- **WHAT THE TASK REQUIRES**: Give back the data below exactly as it was given.

Saved entries
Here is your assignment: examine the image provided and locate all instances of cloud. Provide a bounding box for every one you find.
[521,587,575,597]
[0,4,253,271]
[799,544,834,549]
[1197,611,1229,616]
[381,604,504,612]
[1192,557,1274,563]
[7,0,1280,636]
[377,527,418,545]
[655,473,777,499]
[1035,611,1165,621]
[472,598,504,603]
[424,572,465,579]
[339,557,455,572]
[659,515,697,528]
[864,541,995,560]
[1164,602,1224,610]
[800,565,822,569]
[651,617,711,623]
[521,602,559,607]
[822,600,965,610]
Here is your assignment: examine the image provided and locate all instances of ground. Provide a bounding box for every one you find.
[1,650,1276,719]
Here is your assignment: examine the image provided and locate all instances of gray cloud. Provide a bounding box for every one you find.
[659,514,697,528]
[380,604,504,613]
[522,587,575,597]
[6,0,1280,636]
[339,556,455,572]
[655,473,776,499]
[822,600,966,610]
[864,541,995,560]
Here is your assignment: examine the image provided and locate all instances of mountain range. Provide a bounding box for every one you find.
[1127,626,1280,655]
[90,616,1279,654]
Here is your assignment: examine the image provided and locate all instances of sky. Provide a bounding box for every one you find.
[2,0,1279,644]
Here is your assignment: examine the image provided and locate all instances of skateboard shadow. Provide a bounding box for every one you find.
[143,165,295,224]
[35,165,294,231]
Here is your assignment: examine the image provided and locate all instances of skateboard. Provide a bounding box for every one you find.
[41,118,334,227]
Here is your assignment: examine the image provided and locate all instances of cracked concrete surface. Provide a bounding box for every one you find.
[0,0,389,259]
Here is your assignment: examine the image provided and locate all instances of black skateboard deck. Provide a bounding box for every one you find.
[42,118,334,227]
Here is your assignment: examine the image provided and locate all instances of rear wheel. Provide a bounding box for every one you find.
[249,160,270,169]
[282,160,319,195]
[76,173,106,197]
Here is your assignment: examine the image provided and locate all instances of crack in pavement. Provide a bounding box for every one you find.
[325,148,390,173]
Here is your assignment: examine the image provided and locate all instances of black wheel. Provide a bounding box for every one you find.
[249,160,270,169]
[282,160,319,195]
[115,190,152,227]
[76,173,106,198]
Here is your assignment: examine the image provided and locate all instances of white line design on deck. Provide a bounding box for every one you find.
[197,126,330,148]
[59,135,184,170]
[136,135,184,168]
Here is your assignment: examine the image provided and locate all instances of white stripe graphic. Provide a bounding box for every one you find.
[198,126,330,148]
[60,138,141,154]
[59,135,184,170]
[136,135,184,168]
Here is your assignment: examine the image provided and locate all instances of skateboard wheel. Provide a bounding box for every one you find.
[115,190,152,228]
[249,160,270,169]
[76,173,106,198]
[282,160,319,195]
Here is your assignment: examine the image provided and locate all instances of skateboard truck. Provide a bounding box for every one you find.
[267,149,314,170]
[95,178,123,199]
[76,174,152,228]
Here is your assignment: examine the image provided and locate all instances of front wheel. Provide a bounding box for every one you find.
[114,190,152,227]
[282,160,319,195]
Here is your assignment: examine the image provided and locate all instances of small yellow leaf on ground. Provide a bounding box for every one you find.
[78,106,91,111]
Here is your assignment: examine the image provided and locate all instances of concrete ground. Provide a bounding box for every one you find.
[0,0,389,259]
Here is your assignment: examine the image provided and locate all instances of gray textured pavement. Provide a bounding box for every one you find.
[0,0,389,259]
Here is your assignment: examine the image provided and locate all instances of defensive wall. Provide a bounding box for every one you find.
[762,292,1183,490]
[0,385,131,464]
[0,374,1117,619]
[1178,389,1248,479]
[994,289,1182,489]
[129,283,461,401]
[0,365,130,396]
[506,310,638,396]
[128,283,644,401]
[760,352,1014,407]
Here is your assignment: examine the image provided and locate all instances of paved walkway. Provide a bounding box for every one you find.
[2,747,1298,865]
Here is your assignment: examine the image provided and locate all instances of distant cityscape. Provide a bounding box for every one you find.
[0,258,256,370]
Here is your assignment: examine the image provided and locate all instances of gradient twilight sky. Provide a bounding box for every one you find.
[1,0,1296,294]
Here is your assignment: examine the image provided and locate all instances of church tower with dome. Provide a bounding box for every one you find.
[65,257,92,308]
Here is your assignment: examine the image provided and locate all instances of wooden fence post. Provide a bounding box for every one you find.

- **RESPONSE**:
Here is your assignment: examine the image provided and locate all instances of cloud. Provide a bounding box for every one you find.
[521,587,575,597]
[0,4,253,271]
[799,544,834,549]
[1197,611,1229,616]
[381,604,504,612]
[1192,557,1274,563]
[7,0,1280,636]
[377,527,418,545]
[655,473,777,499]
[1035,611,1165,621]
[472,598,504,603]
[424,572,465,579]
[339,557,455,572]
[659,515,697,528]
[864,541,995,560]
[1164,602,1224,610]
[800,565,822,569]
[651,617,711,623]
[521,602,559,607]
[822,600,965,610]
Here is your assignment: examine the image provided and locate all instances of ground. Provide a bounding box for every one you find.
[1,650,1276,719]
Here is your assignment: examine the image provided and locate all instances of gray cloud. Provide a bounding box for every one you find.
[659,514,697,528]
[380,604,504,613]
[522,587,575,597]
[6,0,1280,636]
[339,556,455,572]
[655,473,776,499]
[822,600,966,610]
[864,541,995,560]
Here is your assignment: examine the image provided and locate all instances of mountain range. Provide a bounding box for every one you find.
[1127,626,1280,655]
[90,616,1279,654]
Here is your assignment: examine the image provided and locate all instances of sky. Provide a bounding box for every one you find.
[2,0,1279,644]
Here is your assignment: examine the image provided and locate all instances of skateboard shadow. Provide a bounding box for every one you find.
[143,165,295,224]
[35,165,294,231]
Here is your assignment: examine the image provided and locate all instances of skateboard. Provide a bounding box for every one you find.
[41,118,334,227]
Here is your assignment: examine the image provided and locate all instances of cracked concrete surface. Provide a bounding box for every one you find.
[0,0,389,259]
Here is your assignment: examine the image provided and locate all instances of black skateboard deck. Provide a bounding box for every one you find.
[42,118,334,227]
Here is your assignment: examine the image provided and locate all instances of rear wheel. Provide a bounding box for every one you find.
[249,160,270,169]
[282,160,319,195]
[76,173,106,197]
Here is your assignment: examine the image provided and locate all instances of crack in pavement. Provide a bounding box for every one you find.
[325,148,390,173]
Here is your assignment: examine the image provided and locate all instances of black wheel. Provide a bounding box for every one you find.
[249,160,270,169]
[282,160,319,195]
[115,190,152,227]
[76,173,106,198]
Here is your assignment: examine the image provided and locate all instances of white line design on deck. Provide a bounding box for every one you find.
[197,126,330,148]
[59,135,184,170]
[136,135,184,168]
Here is your assignment: examine the image provided and locate all instances of white stripe graphic. Provide a bounding box for every one you find.
[198,126,330,148]
[60,138,141,154]
[59,135,184,170]
[136,135,184,168]
Here is your assignment: examine the image provided and locate all instances of skateboard wheel. Provide a bounding box for every one you find.
[115,190,152,228]
[249,160,270,169]
[76,173,106,198]
[282,160,319,195]
Here is your assignment: examine the image provided and locate all instances of skateboard truck. Provide a bounding box for every one you find.
[267,149,314,170]
[95,178,123,199]
[76,174,152,228]
Here is your assignment: examine the image provided and locate all instances of front wheel. Provide a bounding box for every one you find.
[114,190,152,227]
[282,160,319,195]
Here is your assignment: examine the image provided and locate all instances of small yellow leaf on ground. Provide a bounding box for every one you find.
[78,106,91,111]
Here is your assignment: examine the image provided and locate all instances of concrete ground. Provide a bounding box for every one you find.
[0,0,389,259]
Here is your assignment: examine the image provided and locate all instances of gray textured pavement. Provide a bounding box for every one you find.
[0,0,389,259]
Here is your assignment: examine the image provided and locate all instances of defensive wall. Provide a bounding box for every one you find.
[762,292,1183,490]
[0,385,131,464]
[0,374,1117,619]
[1178,389,1248,479]
[994,289,1182,489]
[129,283,461,401]
[0,365,130,396]
[506,310,638,396]
[128,283,644,401]
[760,352,1014,407]
Here is your assignment: examine the image provided and locate all instances of paved walkway. Provide a bounding box for every one you find.
[2,747,1298,865]
Here is your assignment: examine the image provided and locate all instances of distant cityscape. Provide a bounding box for every one you find.
[0,258,256,370]
Here is your assignment: examine the image provided and locate all instances of gradient twilight sky. Provide a bounding box for every one you find.
[1,0,1296,294]
Here is your assignment: examine the image provided and locate all instances of church tower with dome. Provide a bounding box for every one you find.
[65,257,92,308]
Here is your assignment: examine the image provided and locate all instances of wooden fence post. Provide a bounding box for every one you find.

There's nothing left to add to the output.